The yin to Keynes' yang is the great Austrian economist Ludwig von Mises. As part of his magnum opus, 'Human Action', Mises wrote about the impossibility of economic calculation in the centrally planned economy:
"The paradox of 'planning' is that it cannot plan, because of the absence of economic calculation. What is called a planned economy is no economy at all. It is just a system of groping about in the dark. There is no question of a rational choice of means for the best possible attainment of the ultimate ends sought. What is called conscious planning is precisely the elimination of conscious purposive action.
"The mathematical economists are almost exclusively intent upon the study of what they call economic equilibrium and the static state. Recourse to the imaginary construction of an evenly rotating economy is, as has been pointed out, an indispensable mental tool of economic reasoning. But it is a grave mistake to consider this auxiliary tool as anything else than an imaginary construction, and to overlook the fact that it has not only no counterpart in reality, but cannot even be thought through consistently to its ultimate logical consequences.
"The mathematical economist, blinded by the prepossession that economics must be constructed according to the pattern of Newtonian mechanics and is open to treatment by mathematical methods, misconstrues entirely the subject matter of his investigations. He no longer deals with human action but with a soulless mechanism mysteriously actuated by forces not open to further analysis. In the imaginary construction of the evenly rotating economy there is, of course, no room for the entrepreneurial function.
"Thus the mathematical economist eliminates the entrepreneur from his thought. He has no need for this mover and shaker whose never ceasing intervention prevents the imaginary system from reaching the state of perfect equilibrium and static conditions. He hates the entrepreneur as a disturbing element. The prices of the factors of production, as the mathematical economist sees it, are determined by the intersection of two curves, not by human action."
Keynes was looking for a lever to move the economy. But the lever does not exist. The economy as machine does not exist. The metaphor he used is not grounded in objective reality.

→ Information supplied
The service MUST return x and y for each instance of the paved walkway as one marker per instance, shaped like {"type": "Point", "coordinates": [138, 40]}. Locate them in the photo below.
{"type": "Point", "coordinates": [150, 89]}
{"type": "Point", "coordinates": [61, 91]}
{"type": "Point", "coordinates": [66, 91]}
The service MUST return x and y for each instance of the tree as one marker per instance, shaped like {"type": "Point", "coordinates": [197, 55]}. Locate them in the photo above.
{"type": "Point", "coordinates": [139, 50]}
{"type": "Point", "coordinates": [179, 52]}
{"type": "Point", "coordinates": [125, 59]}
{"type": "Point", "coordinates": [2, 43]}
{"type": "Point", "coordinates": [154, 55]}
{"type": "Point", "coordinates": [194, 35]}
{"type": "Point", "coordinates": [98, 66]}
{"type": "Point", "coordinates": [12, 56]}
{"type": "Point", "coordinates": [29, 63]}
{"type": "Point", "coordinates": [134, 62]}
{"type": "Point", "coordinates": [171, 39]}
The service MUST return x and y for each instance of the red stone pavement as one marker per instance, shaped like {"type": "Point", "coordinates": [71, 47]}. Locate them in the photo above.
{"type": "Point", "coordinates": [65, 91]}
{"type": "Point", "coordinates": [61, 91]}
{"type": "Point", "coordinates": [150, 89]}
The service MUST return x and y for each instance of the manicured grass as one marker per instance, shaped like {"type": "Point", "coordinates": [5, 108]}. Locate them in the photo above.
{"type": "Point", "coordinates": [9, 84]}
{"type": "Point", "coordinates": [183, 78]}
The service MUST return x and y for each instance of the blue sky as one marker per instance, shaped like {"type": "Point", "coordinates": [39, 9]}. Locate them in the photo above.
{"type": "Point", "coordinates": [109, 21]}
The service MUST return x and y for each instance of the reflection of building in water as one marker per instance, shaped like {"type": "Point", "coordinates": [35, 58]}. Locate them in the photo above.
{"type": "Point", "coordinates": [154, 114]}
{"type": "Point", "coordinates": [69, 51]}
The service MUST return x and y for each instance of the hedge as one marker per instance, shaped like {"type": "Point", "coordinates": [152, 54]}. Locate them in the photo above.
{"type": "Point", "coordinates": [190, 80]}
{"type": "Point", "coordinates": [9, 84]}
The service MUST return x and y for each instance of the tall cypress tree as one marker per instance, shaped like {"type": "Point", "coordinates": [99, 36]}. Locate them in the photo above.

→ Your instructions
Rewrite the passage on Mises and central planning, starting with "The yin to Keynes'" and going on through "conscious purposive action.", with "magnum opus" changed to "major work".

→ Written response
The yin to Keynes' yang is the great Austrian economist Ludwig von Mises. As part of his major work, 'Human Action', Mises wrote about the impossibility of economic calculation in the centrally planned economy:
"The paradox of 'planning' is that it cannot plan, because of the absence of economic calculation. What is called a planned economy is no economy at all. It is just a system of groping about in the dark. There is no question of a rational choice of means for the best possible attainment of the ultimate ends sought. What is called conscious planning is precisely the elimination of conscious purposive action.